§ **WHAT YOU HAVE TO DO**: Format every line of all the records below as a single numbered list, omitting any blank lines.

§ **SUPPLIED ENTRIES**:
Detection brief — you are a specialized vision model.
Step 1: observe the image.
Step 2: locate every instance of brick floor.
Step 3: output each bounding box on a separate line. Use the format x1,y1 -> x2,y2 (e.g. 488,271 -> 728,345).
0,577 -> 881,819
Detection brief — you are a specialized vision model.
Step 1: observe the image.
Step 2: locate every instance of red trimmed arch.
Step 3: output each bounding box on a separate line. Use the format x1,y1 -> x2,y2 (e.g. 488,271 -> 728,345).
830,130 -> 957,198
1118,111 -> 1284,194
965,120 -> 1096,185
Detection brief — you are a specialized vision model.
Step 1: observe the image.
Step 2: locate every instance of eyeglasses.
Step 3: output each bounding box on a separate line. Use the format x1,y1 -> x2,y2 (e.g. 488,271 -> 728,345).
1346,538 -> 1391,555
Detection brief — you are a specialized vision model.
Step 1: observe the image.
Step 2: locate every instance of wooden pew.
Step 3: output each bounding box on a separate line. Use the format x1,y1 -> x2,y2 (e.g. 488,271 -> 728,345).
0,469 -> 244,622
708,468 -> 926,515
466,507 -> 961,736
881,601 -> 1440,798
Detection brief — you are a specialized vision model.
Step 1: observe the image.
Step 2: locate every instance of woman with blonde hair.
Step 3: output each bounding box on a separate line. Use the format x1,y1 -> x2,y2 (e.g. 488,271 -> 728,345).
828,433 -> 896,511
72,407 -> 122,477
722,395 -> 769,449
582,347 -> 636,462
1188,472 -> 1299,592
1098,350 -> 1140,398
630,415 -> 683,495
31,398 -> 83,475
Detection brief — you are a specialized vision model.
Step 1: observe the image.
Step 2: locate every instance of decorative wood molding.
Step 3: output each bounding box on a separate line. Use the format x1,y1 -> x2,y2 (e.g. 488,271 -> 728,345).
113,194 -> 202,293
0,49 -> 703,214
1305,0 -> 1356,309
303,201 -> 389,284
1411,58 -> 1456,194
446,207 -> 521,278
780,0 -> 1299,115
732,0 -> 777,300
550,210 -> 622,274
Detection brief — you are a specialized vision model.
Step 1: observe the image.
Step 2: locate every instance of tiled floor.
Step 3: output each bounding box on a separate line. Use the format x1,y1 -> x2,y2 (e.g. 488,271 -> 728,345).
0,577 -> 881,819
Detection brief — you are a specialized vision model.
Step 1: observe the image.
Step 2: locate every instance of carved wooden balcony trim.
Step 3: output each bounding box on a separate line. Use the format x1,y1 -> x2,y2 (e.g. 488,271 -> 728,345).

§ **EXERCISE RESULT**:
1. Detection brief — you are a specialized vision model.
2. Step 1: observe the image.
3. Step 2: locate every instance of brick floor.
4. Step 3: output each bounding box on a separate line. Use the format x1,y1 -> x2,y2 (e.g. 488,271 -> 728,345).
5. 0,577 -> 881,819
6. Detection brief — you are a specialized vision model.
7. Step 1: observe the image.
8. Step 2: locate every instance of red trimmed arch.
9. Step 3: output each bounding box on a separate line. Use the format x1,y1 -> x2,y2 (e.g. 488,271 -> 728,345).
10. 830,130 -> 957,198
11. 1118,111 -> 1284,194
12. 965,120 -> 1096,185
13. Detection brief — you are a specialized vision model.
14. Step 1: observe the image.
15. Step 2: locate every instance of eyeglasses.
16. Step 3: output each bounding box on a separate line. Use the format x1,y1 -> x2,y2 (e.g. 488,271 -> 728,345).
17. 1346,538 -> 1391,555
18. Detection brief — you are a specialized vision model.
19. Step 1: observe the image.
20. Step 2: locate every instance of wooden pew.
21. Step 3: output each bounding box on a separate line. Use the format x1,y1 -> x2,y2 (e.g. 488,271 -> 728,345).
22. 0,469 -> 244,622
23. 708,468 -> 926,515
24. 466,507 -> 961,736
25. 881,601 -> 1440,798
26. Detection brief — you are a specialized vision model.
27. Step 1: observe the image.
28. Step 2: locate every instance of woman with blonde hair.
29. Step 3: output each bounding box on a separate line. Use the format x1,y1 -> x2,y2 (e.g. 488,271 -> 728,345).
30. 828,433 -> 896,511
31. 72,407 -> 122,477
32. 722,395 -> 769,449
33. 582,347 -> 636,462
34. 1188,472 -> 1299,592
35. 1098,350 -> 1140,398
36. 630,415 -> 683,495
37. 31,398 -> 83,475
38. Detection brief — you are a specialized vision model.
39. Step 1: observe the image.
40. Step 2: locate every instance of decorative wood molding.
41. Step 3: output each bounding box on a separate line. Use the format x1,y1 -> x2,y2 (e.g. 488,271 -> 728,345).
42. 113,194 -> 202,293
43. 0,49 -> 703,214
44. 1305,0 -> 1356,309
45. 303,201 -> 389,284
46. 1411,58 -> 1456,194
47. 446,207 -> 521,278
48. 780,0 -> 1299,115
49. 732,0 -> 777,300
50. 550,210 -> 622,274
51. Detection brief — you are a specialized vision model.
52. Step 1: observe the image.
53. Step 2: locate every instance of tiled floor.
54. Step 3: output each bounding box on a separate line. Use the format x1,y1 -> x2,y2 (e.g. 488,271 -> 728,345).
55. 0,577 -> 881,819
56. Detection brief — you are a specialized vision model.
57. Step 1: observe the image.
58. Step 2: locate every instance of carved wooden balcony trim.
59. Step 3: output each bounding box on a separate line. Use the format x1,y1 -> x2,y2 (e.g. 488,271 -> 728,345).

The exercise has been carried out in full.